■ **WHAT THE EXERCISE ASKS**: Only the pictures are to be left out; return the rest of the data exactly as it stands.

--- THE RECORDS Enclosed Below ---

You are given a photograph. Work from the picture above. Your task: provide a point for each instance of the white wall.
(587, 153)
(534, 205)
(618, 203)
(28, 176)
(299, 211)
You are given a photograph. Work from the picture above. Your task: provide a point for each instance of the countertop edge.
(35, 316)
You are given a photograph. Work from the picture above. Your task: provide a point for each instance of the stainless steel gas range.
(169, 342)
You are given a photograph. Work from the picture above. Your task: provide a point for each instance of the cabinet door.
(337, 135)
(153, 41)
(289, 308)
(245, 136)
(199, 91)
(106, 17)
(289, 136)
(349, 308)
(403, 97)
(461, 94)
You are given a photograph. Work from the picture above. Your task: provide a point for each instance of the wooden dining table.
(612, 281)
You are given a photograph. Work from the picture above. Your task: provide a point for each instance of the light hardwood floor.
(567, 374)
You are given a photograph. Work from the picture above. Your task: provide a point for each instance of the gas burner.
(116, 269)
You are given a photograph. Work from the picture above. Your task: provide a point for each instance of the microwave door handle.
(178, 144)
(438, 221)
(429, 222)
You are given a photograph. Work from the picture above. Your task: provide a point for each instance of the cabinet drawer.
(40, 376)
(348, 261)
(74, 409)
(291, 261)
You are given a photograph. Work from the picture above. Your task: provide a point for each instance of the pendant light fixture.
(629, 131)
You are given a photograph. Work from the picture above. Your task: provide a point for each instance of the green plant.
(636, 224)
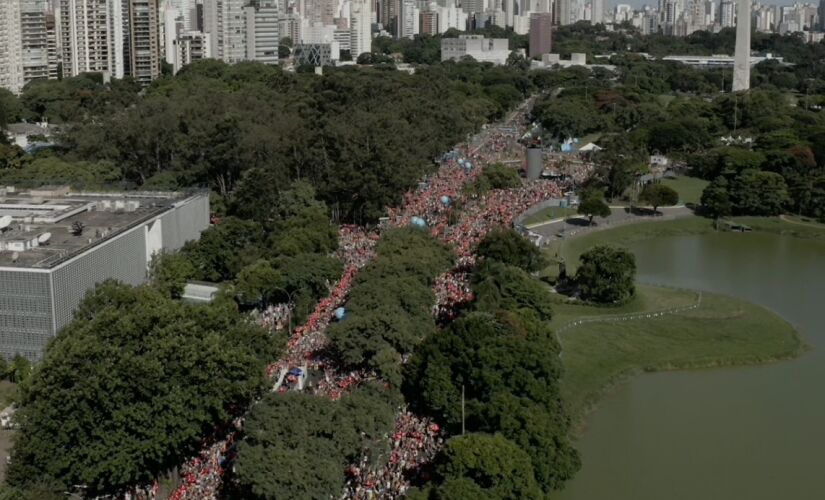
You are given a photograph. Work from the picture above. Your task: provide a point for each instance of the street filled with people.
(415, 439)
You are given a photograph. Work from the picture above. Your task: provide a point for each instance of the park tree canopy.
(130, 386)
(507, 365)
(509, 247)
(297, 445)
(606, 275)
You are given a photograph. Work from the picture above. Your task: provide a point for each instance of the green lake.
(728, 434)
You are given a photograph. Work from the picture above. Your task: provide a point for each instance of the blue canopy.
(418, 222)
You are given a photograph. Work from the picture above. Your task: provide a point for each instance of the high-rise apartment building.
(262, 31)
(34, 39)
(726, 13)
(360, 22)
(408, 20)
(192, 46)
(52, 47)
(145, 40)
(428, 22)
(597, 11)
(11, 60)
(87, 41)
(225, 21)
(541, 34)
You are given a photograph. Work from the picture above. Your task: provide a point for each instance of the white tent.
(589, 147)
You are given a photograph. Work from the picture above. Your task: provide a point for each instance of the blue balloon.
(418, 222)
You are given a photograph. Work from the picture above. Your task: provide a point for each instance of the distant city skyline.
(638, 4)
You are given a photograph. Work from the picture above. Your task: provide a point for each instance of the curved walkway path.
(784, 218)
(577, 225)
(630, 316)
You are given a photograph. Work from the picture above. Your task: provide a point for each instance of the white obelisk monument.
(742, 57)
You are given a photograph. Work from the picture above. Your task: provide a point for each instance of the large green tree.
(658, 195)
(606, 275)
(495, 465)
(509, 247)
(592, 206)
(130, 386)
(759, 193)
(716, 198)
(507, 367)
(297, 445)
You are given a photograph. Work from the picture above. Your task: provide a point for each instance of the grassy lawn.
(572, 248)
(722, 331)
(549, 213)
(793, 226)
(689, 188)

--- End of Enclosed THE RECORDS ---

■ **RESULT FOR THIS EXERCISE**:
You are given a photograph. Work from the picture above. Your task: provide a point for each instance of the white wall.
(587, 153)
(534, 205)
(618, 203)
(28, 176)
(299, 211)
You are given a photograph. Work from the picture above. Your task: provide a point for each instance of the countertop edge.
(35, 316)
You are given a photograph. Work from the picture above. Your task: provide a point for each instance of the stainless steel gas range.
(169, 342)
You are given a photograph. Work from the picture above. Your task: provide a point for each instance of the cabinet door.
(337, 135)
(153, 41)
(289, 308)
(245, 136)
(199, 91)
(106, 17)
(289, 136)
(349, 308)
(403, 97)
(461, 94)
You are given a photograph. Work from the picture above. Your task: provide a point for each instance of the wooden dining table.
(612, 281)
You are given a photograph. Work from the picture above. Your task: provide a point for each instance of the light hardwood floor.
(567, 374)
You are given a photograph. Work from the picture above. Your task: provide a point for each instance of the gas burner.
(116, 269)
You are given a photograph. Work from the picture above. Your task: provide a point for each instance of the microwave door handle.
(178, 144)
(438, 221)
(429, 222)
You are given a photograph. Work from the picture above. Your task: provide a point for each instance of the cabinet drawer.
(40, 376)
(348, 261)
(74, 409)
(291, 261)
You are given a photograph. Work from the picture above. Your task: provide a point for each instance of the pendant light fixture.
(629, 131)
You are given a photograph. Work from the picture above. Your task: provide a point for each instance of the green plant.
(636, 224)
You are given a photograph. Work from the picture above. Your task: provide a point for each instance of the street filled with people.
(415, 439)
You are given a photograph. Work from the picture above. Your task: provide a point for each instance of the park tree canopy.
(130, 386)
(507, 365)
(509, 247)
(297, 445)
(606, 275)
You are given a photograph. Work from the picture above. Your task: provide a point for each instance of the green lake.
(728, 434)
You are given a photograph. Work from the picture above. Your task: provide a point for each instance of the blue canopy.
(418, 222)
You are given a photograph. Work from the picture above. Your task: provide a point for each instance of the high-rise apartment building.
(262, 31)
(34, 39)
(726, 13)
(360, 22)
(408, 20)
(192, 46)
(52, 47)
(145, 40)
(428, 22)
(597, 11)
(11, 60)
(87, 41)
(225, 21)
(541, 34)
You are given a photograph. Work from the picture above. Your task: provide a point for each instance of the white tent.
(589, 147)
You are given a photograph. Work from the picture above. Your task: provide a point for each instance of the blue balloon.
(418, 222)
You are given a photograph. Work from the picture above. Your task: provide a point for each instance of the distant city skyline.
(638, 4)
You are given a photograph. Work from the picture above. Your task: provide a point for each instance of the curved walkway path.
(784, 218)
(577, 225)
(630, 316)
You are given a photograph. Work from the picture above. Your task: provide a point for each instance of the white obelisk monument.
(742, 57)
You are given a photograph. Work from the picture above. Your task: provide a point for each instance of the large green tree.
(658, 195)
(606, 275)
(495, 465)
(509, 247)
(592, 206)
(130, 386)
(759, 193)
(716, 198)
(507, 367)
(297, 445)
You are given a photograph. Work from the picture above. Your task: provide a point for each instance of the grassy lawn.
(572, 248)
(722, 331)
(549, 213)
(793, 226)
(689, 188)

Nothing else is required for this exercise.